# Wie hoch "Transmutieren: Titan" honorieren?



## DerMolch (20. November 2008)

Hey
wie hoch last ihr euch eigentlich "Transmutieren: Titan" bezahlen?
Bei uns (Blackmoore) kriegt man da keine wirkliche antwort oder "hab ich selbst noch nicht gemacht"


----------



## Vatenkeist (22. November 2008)

habs auch schon öfters angeboten, auch meta steine aber dank des wegfalls des cd s braucht das wohl keine rmehr bzw es ist schwieriger es an den mann zu bekommen


----------



## nalcarya (25. November 2008)

Ähm, Transmutieren: Titan ist eine neue Transmutation und hat sehr wohl Cooldown -> 4 Tage. Warum das überhaupt jemand kaufen sollte weiß ich noch nicht so ganz, da die einzelnen Mats aufsummiert teurer sind als direkt einen Titanbarren (*nicht* Titanstahlbarren) zu kaufen (im Moment zumindest).


----------



## Descartes (30. November 2008)

nalcarya schrieb:


> Ähm, Transmutieren: Titan ist eine neue Transmutation und hat sehr wohl Cooldown -> 4 Tage. Warum das überhaupt jemand kaufen sollte weiß ich noch nicht so ganz, da die einzelnen Mats aufsummiert teurer sind als direkt einen Titanbarren (*nicht* Titanstahlbarren) zu kaufen (im Moment zumindest).

Einträge mit Koordinatenannotationen
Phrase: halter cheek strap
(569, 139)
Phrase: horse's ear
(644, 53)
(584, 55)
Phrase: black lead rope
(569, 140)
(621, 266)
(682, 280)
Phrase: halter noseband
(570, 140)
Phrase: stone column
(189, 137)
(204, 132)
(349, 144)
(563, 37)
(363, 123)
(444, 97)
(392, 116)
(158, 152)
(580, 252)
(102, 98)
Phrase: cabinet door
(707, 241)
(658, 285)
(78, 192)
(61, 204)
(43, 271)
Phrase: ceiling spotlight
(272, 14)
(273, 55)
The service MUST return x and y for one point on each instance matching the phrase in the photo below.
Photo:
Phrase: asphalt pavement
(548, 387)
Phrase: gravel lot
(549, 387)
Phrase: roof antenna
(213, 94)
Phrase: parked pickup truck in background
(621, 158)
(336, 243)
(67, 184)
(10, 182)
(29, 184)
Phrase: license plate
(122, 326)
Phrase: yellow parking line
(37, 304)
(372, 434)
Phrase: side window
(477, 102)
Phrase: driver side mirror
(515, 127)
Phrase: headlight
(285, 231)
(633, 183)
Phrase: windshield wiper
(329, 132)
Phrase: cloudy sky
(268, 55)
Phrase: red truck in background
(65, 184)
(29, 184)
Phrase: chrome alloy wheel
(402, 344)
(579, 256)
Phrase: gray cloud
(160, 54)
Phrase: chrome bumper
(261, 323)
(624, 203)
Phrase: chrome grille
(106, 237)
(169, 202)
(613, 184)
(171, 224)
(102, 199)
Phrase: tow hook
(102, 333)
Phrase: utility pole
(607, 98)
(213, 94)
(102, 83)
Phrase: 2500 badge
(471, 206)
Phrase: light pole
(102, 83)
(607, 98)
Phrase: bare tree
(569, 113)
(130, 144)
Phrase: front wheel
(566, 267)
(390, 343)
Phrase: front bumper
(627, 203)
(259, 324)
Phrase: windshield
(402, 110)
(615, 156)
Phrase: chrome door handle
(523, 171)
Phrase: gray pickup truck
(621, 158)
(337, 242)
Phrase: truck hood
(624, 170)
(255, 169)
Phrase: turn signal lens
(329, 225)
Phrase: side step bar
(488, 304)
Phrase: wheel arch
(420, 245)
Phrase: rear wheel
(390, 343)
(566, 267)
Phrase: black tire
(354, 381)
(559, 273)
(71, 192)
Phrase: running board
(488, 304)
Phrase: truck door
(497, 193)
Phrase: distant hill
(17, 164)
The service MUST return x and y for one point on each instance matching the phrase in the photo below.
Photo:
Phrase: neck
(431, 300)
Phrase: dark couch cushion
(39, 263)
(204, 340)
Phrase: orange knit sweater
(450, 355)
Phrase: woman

- Fragen und Aufgaben
a) Dupliziere aus dem Thread zu „Transmutieren: Titan“ alles von „## DerMolch (20.“ bis hinunter zu „(22. November 2008)“.
b) Beantworte zum Thread zu „Transmutieren: Titan“ diese Fragen:
(i) Welcher Name steht bei DerMolch in Klammern nach „Bei uns“?
(ii) Wie lang ist laut nalcarya der Cooldown von „Transmutieren: Titan“?
(iii) Was hat Vatenkeist außerdem schon öfters angeboten?
c) Führe den Thread zu „Transmutieren: Titan“ nach dem letzten gezeigten Satz weiter.

- Antworten je Aufgabe
a)
## DerMolch (20. November 2008)

Hey
wie hoch last ihr euch eigentlich "Transmutieren: Titan" bezahlen?
Bei uns (Blackmoore) kriegt man da keine wirkliche antwort oder "hab ich selbst noch nicht gemacht"


----------



## Vatenkeist (22. November 2008)

b)
(i) Blackmoore
(ii) 4 Tage
(iii) Metasteine

c)
Würd sagen das es daran liegt, weil man als bergbauer titan einfach so abbauen kann,  und das dadurch nicht wirklich mangelware ist.
Da ist ,eher titanstahl mangelware ,was 20std cd hat, aber man locker 3bis 5 davon ,
für ein ausrüstungs stk benötigen kann.


----------



## Sch1llman (30. November 2008)

Descartes schrieb:


> Würd sagen das es daran liegt, weil man als bergbauer titan einfach so abbauen kann,  und das dadurch nicht wirklich mangelware ist.
> Da ist ,eher titanstahl mangelware ,was 20std cd hat, aber man locker 3bis 5 davon ,
> für ein ausrüstungs stk benötigen kann.



ja ach ne, trotzdem ist das rezept dann sinnlos...


----------



## Albra (1. Dezember 2008)

theoretisch brauchst du titan transmutieren nur ein einziges mal.. nämlich um eine transmutation zu entdecken (äonen-x zu äonen-y ) mit der du dann weitere entdeckungen machst.. 
ich transe lieber äonenkram hin und her statt titan


----------



## Sch1llman (1. Dezember 2008)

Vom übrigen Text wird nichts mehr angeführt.